» **Stated exercise**: Copy out each of the following items word for word, keeping every line as it stands.

[Rows from a segmentation dataset]
════════
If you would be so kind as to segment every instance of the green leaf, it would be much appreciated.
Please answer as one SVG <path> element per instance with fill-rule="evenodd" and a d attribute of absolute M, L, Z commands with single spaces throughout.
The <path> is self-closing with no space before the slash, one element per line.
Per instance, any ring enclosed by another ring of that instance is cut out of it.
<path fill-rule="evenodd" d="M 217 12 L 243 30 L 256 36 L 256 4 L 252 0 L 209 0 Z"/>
════════
» **Task solution**:
If you would be so kind as to segment every instance of the green leaf, it would be much appreciated.
Please answer as one SVG <path> element per instance with fill-rule="evenodd" and a d attribute of absolute M, L, Z commands with single spaces throughout.
The <path> is self-closing with no space before the slash, one element per line.
Per instance, any ring enclosed by another ring of that instance is cut out of it.
<path fill-rule="evenodd" d="M 217 12 L 243 30 L 256 36 L 256 4 L 252 0 L 209 0 Z"/>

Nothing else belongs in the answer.